Task brief → Restate every record exactly, with nothing skipped.

Data for the task →
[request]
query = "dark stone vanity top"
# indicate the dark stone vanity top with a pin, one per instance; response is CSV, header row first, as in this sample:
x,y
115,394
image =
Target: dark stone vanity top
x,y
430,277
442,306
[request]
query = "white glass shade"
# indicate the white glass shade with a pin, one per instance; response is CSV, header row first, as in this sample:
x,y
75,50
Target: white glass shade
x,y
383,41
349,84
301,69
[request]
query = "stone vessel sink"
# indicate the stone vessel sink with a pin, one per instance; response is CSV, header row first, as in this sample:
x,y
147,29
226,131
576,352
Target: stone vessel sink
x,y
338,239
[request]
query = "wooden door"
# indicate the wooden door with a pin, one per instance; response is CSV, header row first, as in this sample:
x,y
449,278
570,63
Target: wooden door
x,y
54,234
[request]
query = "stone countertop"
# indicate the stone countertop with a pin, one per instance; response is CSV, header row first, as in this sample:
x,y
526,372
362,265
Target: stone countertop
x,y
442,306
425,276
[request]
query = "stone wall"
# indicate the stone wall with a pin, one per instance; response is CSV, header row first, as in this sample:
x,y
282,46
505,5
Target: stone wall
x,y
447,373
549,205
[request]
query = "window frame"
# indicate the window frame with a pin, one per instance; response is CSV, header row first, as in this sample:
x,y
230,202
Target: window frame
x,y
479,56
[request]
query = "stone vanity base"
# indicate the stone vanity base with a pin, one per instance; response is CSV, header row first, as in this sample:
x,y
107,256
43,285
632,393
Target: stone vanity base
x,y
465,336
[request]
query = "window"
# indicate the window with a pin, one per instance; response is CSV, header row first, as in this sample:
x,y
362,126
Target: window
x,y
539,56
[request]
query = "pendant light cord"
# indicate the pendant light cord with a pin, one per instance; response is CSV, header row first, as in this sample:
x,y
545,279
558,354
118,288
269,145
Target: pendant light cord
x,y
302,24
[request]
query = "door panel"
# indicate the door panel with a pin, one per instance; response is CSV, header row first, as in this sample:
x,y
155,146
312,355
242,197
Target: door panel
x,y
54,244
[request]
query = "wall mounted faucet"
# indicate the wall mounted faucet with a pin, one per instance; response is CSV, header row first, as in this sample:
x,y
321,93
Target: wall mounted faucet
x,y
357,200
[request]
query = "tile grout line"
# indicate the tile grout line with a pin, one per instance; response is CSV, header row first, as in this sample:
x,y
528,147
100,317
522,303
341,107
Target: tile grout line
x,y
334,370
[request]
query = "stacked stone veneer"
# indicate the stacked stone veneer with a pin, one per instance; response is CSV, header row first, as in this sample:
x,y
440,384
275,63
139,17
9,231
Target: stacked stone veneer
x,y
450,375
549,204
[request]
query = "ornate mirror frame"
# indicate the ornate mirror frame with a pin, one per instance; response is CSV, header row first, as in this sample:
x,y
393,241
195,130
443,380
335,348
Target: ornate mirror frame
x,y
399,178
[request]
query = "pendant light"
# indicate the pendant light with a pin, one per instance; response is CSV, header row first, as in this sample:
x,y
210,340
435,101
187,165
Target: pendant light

Task response →
[request]
query = "dark stone vanity top"
# indicate the dark stone vanity top with a pin, one per instance; response is CSV, header row first, as in this sample:
x,y
115,394
image =
Target: dark stone vanity top
x,y
430,277
442,306
[request]
query = "white glass shade"
# indicate the white glass shade with a pin, one per instance; response is CSV, header row first, as in this sample:
x,y
75,50
Target: white glass shade
x,y
383,41
349,84
301,69
[request]
query = "stone vessel sink"
# indicate the stone vessel sink with a pin, one per instance; response is CSV, header row first, as in this sample:
x,y
147,29
226,131
576,352
Target: stone vessel sink
x,y
338,239
[request]
query = "wooden door"
# indicate the wooden door with a pin, one per instance; response is CSV, header row first, as in this sample:
x,y
449,278
570,63
Target: wooden door
x,y
54,234
[request]
query = "stone countertop"
# indicate the stone countertop with a pin, one per instance; response is CSV, header row first, as in this sample:
x,y
526,372
362,265
Target: stone countertop
x,y
442,306
425,276
[request]
query = "stone wall"
# indicate the stone wall with a pin, one per instance; response is CSV, header row first, as in this sample:
x,y
282,46
505,5
Target: stone wall
x,y
447,373
549,205
[request]
query = "window frame"
# indicate the window frame with a pin, one per instance; response is CSV, header row first, as in this sample:
x,y
230,202
Target: window frame
x,y
479,56
[request]
query = "stone vanity base"
# indicate the stone vanity base with a pin, one per instance; response is CSV, header row first, as in this sample:
x,y
107,256
43,285
632,393
Target: stone vanity base
x,y
465,336
[request]
query = "window"
# indicate the window with a pin, one per instance; response is CSV, header row first, as in this sample:
x,y
362,126
Target: window
x,y
539,56
[request]
query = "pendant light cord"
# indicate the pendant light cord with a pin, one per instance; response is CSV, header row first, as in this sample:
x,y
545,279
558,354
118,288
269,145
Target: pendant light cord
x,y
302,24
[request]
query = "door panel"
# indicate the door panel with a pin, one per instance; response is CSV, header row first, as in this sample:
x,y
155,146
312,355
242,197
Target: door panel
x,y
54,244
[request]
query = "wall mounted faucet"
# indicate the wall mounted faucet with a pin, one per instance; response is CSV, header row first, as in this sample:
x,y
321,93
Target: wall mounted faucet
x,y
357,200
[request]
query = "tile grout line"
# indicate the tile grout line with a pin, one per instance; response is CSV, header row first, as in this sample:
x,y
528,147
100,317
522,303
341,107
Target: tile grout line
x,y
334,370
[request]
query = "stacked stone veneer"
# indicate the stacked stone veneer with a pin, one per instance; response is CSV, header row first, as in this sample:
x,y
440,384
275,63
139,17
9,231
Target: stacked stone veneer
x,y
450,375
549,204
[request]
query = "ornate mirror frame"
# indicate the ornate mirror frame with a pin, one per instance; response is CSV, header row first, as in this sample:
x,y
393,241
195,130
443,380
335,348
Target: ornate mirror frame
x,y
399,178
[request]
query = "pendant light"
# indicate the pendant light with a pin, one per instance; response is CSV, header row first, as in this sample:
x,y
210,340
435,101
187,165
Target: pendant light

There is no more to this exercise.